▸ Directions:
a - Answer these questions from the Bangladesh economy text below:
(i) What was GDP growth in fiscal year 2024-25?
(ii) What share of Bangladesh's export earnings comes from ready-made garments?
(iii) What is the minimum monthly wage in taka, and about how much is that in dollars?
b - Retype, word for word, the portion of the Bangladesh economy text below that opens with the words containing "What strikes me" and closes with "who created it.".

▸ Document text:

That gap matters because Bangladesh’s present crisis did not fall from the sky. It is not just the result of bad luck, global turbulence, or a temporary policy mistake. Those things matter. But they landed on top of a deeper economic structure: One built on cheap labour, weak bargaining power, rising concentration of wealth, and a development model that celebrated growth while quietly pushing the costs downward.
 
The recent numbers make the strain harder to hide.
 
In fiscal year 2024-25, GDP growth slowed sharply to 3.97%. Inflation remained punishing. The taka lost a large share of its value against the US dollar over the last few years. Private investment softened. What had once been sold as a stable upward march now looks much more uncertain. The question is not whether the old model delivered growth. It did. The real question is: Growth for whom, at what cost, and how durable was it?
 
I should say upfront that I am not an economist by training, and this series does not pretend to be a formal academic paper. But I have spent enough time reading the data, talking to people who work in and around Bangladesh's economy, and thinking through the political implications to feel that something important is being missed in most of the mainstream commentary -- and that a Marxist lens, used carefully, can help recover it.
 
The clearest place to start -- and I keep coming back to this -- is the garment industry, because it is where the success story and the injustice of that success are impossible to separate. Ready-made garments account for roughly 84% of Bangladesh’s export earnings and employ more than 4 million workers, most of them women. That sector has been the backbone of foreign exchange earnings and one of the main reasons Bangladesh came to be celebrated internationally as an export success.
 
But the same sector also exposes the basic social relation underneath the model. Workers whose labour sustains the country’s export machine are paid extremely little. The minimum monthly wage of 12,500 taka, roughly 113 dollars, is far below what many labour rights groups and wage studies consider a living wage.
 
Some recent research has argued that the legal minimum itself is not consistently paid across the sector. In plain language, the workers who hold up the country’s most celebrated industry often cannot secure a decent standard of life from the very work that sustains it.
 
What strikes me most, looking at the sector data over the past decade, is how steadily the gap between what workers produce and what they take home has widened. Productivity has gone up -- the factories are faster, the throughput is higher, the supply chains more efficient.
 
But real wages have barely kept pace with inflation, let alone with the extra value those workers are now generating. That difference does not just disappear. It accumulates somewhere -- in profit margins, in brand markdowns, in the surplus that leaves the factory floor and never finds its way back to the people who created it.
 
I want to let a few workers speak here, because their words carry more weight than any data table. One garment worker in Ashulia told Swedwatch researchers during their fieldwork in 2024 (Swedwatch, "Paying the Price for Fashion," November 2024): "As garment workers, we do not have any future. We never have any value, respect, or dignity in the society."
That is not rhetoric from an activist. It is a description of daily experience from someone who stitches clothes for European high streets and earns less than what many of those brands spend on a single advertising photograph.

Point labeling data
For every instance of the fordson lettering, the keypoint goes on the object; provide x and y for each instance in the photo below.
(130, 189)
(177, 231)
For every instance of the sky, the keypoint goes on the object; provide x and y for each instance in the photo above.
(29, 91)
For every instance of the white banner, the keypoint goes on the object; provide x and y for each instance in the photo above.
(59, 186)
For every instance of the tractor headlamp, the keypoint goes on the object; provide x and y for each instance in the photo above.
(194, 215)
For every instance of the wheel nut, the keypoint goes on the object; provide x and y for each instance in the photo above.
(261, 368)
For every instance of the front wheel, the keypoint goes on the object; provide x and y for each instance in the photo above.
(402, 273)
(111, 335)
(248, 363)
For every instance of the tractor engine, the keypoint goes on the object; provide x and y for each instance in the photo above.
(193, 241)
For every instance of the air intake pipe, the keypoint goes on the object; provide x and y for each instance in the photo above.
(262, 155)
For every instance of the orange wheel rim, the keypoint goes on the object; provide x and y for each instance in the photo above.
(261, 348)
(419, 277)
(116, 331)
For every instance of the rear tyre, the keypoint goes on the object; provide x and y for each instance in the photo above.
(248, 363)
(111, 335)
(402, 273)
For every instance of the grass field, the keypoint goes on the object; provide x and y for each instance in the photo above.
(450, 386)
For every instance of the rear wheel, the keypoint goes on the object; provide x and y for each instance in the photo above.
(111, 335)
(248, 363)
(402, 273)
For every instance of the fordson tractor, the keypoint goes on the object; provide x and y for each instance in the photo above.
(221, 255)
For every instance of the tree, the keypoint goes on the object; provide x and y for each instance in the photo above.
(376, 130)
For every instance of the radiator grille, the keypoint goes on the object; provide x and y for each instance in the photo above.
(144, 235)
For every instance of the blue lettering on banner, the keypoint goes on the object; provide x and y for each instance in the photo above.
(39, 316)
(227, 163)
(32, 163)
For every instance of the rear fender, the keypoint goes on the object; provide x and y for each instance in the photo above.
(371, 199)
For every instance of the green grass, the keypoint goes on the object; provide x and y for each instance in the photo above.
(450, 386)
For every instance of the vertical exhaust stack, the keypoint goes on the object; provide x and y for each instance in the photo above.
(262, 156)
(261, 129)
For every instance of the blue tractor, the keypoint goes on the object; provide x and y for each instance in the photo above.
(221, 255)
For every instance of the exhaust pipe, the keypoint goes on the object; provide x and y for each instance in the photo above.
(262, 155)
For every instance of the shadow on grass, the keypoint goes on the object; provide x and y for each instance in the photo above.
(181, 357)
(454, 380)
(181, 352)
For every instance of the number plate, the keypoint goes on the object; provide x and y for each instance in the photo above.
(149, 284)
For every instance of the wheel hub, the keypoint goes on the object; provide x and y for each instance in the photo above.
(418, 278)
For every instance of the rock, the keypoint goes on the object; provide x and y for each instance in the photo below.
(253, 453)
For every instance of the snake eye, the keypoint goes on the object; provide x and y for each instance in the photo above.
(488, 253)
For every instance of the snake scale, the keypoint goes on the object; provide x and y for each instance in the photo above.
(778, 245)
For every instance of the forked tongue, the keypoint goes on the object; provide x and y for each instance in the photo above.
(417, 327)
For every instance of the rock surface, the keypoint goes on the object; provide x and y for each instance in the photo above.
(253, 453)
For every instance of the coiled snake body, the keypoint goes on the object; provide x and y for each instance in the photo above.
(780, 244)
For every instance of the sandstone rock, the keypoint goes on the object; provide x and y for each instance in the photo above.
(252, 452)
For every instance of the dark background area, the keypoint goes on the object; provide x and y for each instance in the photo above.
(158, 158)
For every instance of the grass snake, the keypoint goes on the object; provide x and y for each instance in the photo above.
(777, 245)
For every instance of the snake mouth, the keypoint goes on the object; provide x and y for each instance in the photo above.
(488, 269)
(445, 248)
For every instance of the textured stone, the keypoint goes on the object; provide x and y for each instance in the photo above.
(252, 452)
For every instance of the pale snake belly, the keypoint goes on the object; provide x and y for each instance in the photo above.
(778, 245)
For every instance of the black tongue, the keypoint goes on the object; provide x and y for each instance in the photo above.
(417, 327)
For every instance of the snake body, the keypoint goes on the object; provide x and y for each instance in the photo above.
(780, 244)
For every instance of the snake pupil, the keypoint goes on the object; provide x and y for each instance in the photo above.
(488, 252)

▸ Expected outputs:
a -
(i) 3.97%
(ii) Roughly 84%
(iii) 12,500 taka, roughly 113 dollars

b -
What strikes me most, looking at the sector data over the past decade, is how steadily the gap between what workers produce and what they take home has widened. Productivity has gone up -- the factories are faster, the throughput is higher, the supply chains more efficient.
 
But real wages have barely kept pace with inflation, let alone with the extra value those workers are now generating. That difference does not just disappear. It accumulates somewhere -- in profit margins, in brand markdowns, in the surplus that leaves the factory floor and never finds its way back to the people who created it.